■ **TAREA 1**: Modifica las entradas que van desde la línea que contiene "Please annotate the green leaf" hasta la que contiene "[462,247,551,293]", ambas incluidas. Reescríbelas cambiando "paper document" por "printed page" y sin alterar nada más.

****************************************

Páginas

sábado, 22 de agosto de 2020

Carta de san Ignacio sobre la Obediencia

La imagen puede contener: 1 persona, texto que dice "San Ignacio de Loyola Carta sobre AD AIOREM DEL ORIAM la obediencia"


Carta de san Ignacio sobre la Obediencia

San Ignacio de Loyola,

Carta de la Obediencia a los estudiantes de Coímbra

IHS. La suma gracia y amor eterno de Cristo nuestro Señor os salude y visite con sus santísimos dones y gracias espirituales.

Mucha consolación me da, hermanos carísimos en el Señor nuestro Jesucristo, entender los vivos deseos y eficaces, que de vuestra perfección y su divino servicio y gloria os da el que por su misericordia os llamó a este Instituto y en él os conserva y endereza al bienaventurado fin adonde allegan sus escogidos.

Y aunque en todas virtudes y gracias espirituales os deseo toda perfección, es verdad (como habréis de mí oído otras veces) que en la obediencia más particularmente que en ninguna otra, me da deseo Dios nuestro Señor de veros señalar, no solamente por el singular bien que en ella hay, que tanto en la Sagrada Escritura con ejemplos y palabras en el Viejo y Nuevo Testamento se encarece, pero porque (como dice San Gregorio)1 la obediencia es una virtud, que sola ella ingiere en el ánima las otras virtudes, e impresas las conserva; y en tanto que ésta floreciere, todas las demás se verán florecer y llevar el fruto que yo en vuestras ánimas deseo, y el que demanda el que redimió por obediencia el mundo perdido por falta de ella, hecho obediente hasta la muerte, y muerte de cruz2.

En otras religiones podemos sufrir que nos hagan ventaja en ayunos, y vigilias, y otras asperezas que, según su Instituto, cada una santamente observa; pero en la puridad y perfección de la obediencia, con la resignación verdadera de nuestras vo­luntades y abnegación de nuestros juicios, mucho deseo, Her­manos carísimos, que se señalen los que en esta Compañía sirven a Dios nuestro Señor, y que en esto se conozcan los hijos verdaderos de ella; nunca mirando la persona a quien se obede­ce, sino en ella a Cristo nuestro Señor, por quien se obedece.

****************************************

■ **TAREA 2**: Resume en dos oraciones la carta de san Ignacio sobre la obediencia.

****************************************

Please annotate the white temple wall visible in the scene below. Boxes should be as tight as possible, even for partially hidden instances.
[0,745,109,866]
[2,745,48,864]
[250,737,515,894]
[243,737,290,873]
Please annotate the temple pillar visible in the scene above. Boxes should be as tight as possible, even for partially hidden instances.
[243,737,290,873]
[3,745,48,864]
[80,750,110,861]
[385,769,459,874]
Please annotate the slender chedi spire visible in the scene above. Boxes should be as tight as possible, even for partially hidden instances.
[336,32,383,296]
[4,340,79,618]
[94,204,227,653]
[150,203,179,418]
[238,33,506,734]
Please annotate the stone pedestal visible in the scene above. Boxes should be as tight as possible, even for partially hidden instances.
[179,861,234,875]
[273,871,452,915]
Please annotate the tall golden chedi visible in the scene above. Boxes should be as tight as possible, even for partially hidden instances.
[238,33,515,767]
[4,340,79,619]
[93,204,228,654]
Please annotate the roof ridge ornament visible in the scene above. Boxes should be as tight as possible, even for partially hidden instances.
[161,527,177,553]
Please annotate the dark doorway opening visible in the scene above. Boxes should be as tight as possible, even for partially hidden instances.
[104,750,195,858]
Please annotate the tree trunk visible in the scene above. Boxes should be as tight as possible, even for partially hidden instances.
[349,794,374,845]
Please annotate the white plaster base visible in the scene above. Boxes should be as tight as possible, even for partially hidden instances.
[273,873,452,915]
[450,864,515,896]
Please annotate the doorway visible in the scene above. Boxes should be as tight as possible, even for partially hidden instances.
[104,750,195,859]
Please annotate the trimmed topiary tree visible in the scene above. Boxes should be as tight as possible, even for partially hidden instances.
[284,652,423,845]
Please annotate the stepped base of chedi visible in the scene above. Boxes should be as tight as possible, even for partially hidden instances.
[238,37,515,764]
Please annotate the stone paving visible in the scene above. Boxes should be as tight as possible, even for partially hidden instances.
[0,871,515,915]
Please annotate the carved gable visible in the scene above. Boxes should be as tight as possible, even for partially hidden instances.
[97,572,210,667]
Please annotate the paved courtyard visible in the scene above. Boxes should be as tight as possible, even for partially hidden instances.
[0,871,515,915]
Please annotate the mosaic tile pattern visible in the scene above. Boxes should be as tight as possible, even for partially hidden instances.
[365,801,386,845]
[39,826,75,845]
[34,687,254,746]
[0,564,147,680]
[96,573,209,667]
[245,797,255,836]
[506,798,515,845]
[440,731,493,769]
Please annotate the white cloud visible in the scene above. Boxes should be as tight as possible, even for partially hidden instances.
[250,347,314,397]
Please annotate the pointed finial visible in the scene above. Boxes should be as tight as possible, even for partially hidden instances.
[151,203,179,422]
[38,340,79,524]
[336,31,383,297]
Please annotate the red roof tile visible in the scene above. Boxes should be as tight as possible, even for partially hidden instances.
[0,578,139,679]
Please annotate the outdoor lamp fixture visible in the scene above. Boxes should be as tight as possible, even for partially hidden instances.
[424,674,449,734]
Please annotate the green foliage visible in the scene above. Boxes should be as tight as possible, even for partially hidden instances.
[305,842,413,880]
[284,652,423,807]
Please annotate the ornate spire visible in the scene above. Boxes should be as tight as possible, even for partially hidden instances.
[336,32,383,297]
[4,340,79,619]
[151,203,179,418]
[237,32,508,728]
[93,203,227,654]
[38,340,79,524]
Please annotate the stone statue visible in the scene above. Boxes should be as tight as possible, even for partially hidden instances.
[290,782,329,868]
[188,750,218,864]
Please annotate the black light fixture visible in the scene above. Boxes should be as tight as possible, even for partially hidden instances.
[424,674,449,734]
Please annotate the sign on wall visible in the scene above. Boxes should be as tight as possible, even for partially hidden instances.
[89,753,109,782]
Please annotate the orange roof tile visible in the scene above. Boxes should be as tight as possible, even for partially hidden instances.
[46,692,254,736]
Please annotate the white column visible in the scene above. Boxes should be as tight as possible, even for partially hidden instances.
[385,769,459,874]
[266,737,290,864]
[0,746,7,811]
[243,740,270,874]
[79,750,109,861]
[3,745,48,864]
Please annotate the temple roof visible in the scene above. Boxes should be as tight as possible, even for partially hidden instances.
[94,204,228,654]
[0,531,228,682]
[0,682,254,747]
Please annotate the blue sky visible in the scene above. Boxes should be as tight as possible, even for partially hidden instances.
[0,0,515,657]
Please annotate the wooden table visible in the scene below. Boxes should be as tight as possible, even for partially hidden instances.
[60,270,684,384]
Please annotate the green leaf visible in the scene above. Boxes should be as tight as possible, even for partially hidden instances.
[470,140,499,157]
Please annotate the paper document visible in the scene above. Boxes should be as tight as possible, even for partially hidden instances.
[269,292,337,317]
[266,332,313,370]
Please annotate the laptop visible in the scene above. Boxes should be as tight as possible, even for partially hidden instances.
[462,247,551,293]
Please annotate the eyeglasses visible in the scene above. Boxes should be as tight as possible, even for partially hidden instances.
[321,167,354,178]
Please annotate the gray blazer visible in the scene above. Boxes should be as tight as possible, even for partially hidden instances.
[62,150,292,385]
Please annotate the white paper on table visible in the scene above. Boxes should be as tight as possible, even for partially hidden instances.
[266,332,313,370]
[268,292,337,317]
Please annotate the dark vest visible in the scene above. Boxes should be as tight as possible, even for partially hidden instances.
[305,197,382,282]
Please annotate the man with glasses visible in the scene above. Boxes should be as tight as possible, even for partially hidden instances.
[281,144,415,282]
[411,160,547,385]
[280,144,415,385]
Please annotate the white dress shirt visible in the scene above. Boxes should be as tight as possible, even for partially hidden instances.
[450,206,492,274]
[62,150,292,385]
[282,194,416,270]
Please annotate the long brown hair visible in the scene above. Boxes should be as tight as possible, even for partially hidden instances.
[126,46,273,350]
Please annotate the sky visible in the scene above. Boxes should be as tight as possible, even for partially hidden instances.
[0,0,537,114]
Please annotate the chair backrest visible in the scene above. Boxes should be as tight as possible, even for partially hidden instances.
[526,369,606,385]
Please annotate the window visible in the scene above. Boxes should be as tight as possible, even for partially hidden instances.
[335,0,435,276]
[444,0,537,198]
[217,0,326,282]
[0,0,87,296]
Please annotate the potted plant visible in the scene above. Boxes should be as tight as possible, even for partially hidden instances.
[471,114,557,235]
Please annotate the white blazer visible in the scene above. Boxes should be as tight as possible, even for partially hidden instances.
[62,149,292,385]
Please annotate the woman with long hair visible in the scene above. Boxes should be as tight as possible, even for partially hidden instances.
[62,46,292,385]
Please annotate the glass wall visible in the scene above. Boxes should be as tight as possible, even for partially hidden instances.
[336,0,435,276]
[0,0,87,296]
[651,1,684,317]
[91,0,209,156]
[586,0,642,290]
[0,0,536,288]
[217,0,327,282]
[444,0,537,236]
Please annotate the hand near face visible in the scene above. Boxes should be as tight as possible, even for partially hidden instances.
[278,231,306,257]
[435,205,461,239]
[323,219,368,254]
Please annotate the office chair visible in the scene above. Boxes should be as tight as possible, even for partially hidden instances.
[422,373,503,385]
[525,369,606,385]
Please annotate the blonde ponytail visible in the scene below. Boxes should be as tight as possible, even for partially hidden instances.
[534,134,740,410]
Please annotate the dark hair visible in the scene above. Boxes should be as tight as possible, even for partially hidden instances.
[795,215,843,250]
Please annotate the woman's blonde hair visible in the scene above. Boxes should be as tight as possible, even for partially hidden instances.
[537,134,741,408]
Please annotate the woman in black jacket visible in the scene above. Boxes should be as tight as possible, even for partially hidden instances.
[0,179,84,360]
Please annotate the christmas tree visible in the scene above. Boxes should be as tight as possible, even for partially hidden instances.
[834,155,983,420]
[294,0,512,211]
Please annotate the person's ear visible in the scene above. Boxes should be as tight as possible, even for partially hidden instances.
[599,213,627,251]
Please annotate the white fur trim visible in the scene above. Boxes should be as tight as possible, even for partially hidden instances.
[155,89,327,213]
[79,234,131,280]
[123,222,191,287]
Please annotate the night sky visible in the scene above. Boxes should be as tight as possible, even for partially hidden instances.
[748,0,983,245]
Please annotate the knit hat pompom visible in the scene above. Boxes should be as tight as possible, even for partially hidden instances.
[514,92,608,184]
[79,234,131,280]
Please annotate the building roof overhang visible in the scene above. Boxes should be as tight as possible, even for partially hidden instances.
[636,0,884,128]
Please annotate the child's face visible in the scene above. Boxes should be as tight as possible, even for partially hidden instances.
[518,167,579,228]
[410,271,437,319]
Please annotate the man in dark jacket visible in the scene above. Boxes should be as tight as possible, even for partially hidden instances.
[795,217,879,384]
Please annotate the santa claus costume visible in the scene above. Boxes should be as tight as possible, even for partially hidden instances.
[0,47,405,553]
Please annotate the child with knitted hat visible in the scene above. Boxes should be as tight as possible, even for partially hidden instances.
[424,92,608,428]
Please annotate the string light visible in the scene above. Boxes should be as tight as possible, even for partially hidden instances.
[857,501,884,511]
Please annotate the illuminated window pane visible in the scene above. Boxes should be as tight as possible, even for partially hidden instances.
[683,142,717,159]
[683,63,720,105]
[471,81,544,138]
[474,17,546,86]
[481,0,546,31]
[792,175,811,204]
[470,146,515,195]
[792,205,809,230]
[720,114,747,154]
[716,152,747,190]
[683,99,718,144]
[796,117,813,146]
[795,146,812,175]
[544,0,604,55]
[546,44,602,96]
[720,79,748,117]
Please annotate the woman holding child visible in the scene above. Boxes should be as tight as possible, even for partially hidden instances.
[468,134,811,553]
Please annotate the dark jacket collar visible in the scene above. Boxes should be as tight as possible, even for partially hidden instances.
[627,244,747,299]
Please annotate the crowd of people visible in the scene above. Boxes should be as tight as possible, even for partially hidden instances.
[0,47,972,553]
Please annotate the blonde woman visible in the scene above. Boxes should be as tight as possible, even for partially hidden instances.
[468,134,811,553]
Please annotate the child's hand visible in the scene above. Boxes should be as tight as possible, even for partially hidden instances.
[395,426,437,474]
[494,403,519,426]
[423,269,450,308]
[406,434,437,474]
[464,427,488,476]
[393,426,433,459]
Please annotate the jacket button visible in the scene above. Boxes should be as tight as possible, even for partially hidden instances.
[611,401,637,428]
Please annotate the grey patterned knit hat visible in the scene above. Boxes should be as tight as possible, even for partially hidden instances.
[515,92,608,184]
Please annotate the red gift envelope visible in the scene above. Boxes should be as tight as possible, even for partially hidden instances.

****************************************

■ **SOLUCIÓN DESARROLLADA 1**:
Please annotate the green leaf visible in the scene above. Boxes should be as tight as possible, even for partially hidden instances.
[470,140,499,157]
Please annotate the printed page visible in the scene above. Boxes should be as tight as possible, even for partially hidden instances.
[269,292,337,317]
[266,332,313,370]
Please annotate the laptop visible in the scene above. Boxes should be as tight as possible, even for partially hidden instances.
[462,247,551,293]

■ **SOLUCIÓN DESARROLLADA 2**: San Ignacio escribe a los estudiantes de Coímbra que le consuela conocer sus deseos de perfección y que, entre todas las virtudes, desea sobre todo verlos señalarse en la obediencia, porque, según San Gregorio, ella infunde y conserva en el alma las demás virtudes. Admite que otras religiones los aventajen en ayunos, vigilias y asperezas, pero quiere que los de la Compañía destaquen en la pureza y perfección de la obediencia, renunciando a su voluntad y a su juicio y viendo a Cristo en la persona a quien obedecen.